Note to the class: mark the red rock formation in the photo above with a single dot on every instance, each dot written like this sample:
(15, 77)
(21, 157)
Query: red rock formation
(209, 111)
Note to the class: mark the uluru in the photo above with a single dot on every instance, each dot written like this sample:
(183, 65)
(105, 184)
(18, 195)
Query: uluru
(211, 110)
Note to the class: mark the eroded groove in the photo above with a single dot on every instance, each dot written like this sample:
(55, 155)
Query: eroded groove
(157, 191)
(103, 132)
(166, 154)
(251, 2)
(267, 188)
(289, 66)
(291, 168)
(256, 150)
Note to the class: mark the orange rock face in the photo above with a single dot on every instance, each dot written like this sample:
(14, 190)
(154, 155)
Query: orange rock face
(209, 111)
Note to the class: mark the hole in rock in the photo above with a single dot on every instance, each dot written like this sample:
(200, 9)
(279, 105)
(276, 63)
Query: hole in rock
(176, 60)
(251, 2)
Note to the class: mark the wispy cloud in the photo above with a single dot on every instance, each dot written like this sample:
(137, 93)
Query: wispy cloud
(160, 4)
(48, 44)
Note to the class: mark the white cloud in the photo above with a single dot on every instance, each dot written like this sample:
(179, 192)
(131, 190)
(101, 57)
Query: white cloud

Set task: Copy out the entries above word for word, starting at the line that contains "Note to the class: mark the hole" and ending with the last line of the entries.

Completed exercise:
Note to the class: mark the hole in rock in the photo above with a single dot on every instance, each dot written like this sample:
(200, 9)
(279, 105)
(276, 63)
Query: hole in rock
(176, 60)
(251, 2)
Note to the class: mark the wispy cloud in the photo above with a single dot on every instance, each dot written like this sample:
(137, 93)
Query: wispy cloud
(160, 4)
(48, 44)
Note to the class: mark the white cloud in the photo above with a single dot on every instance, each dot written like this sample:
(179, 192)
(131, 190)
(101, 57)
Query: white cloud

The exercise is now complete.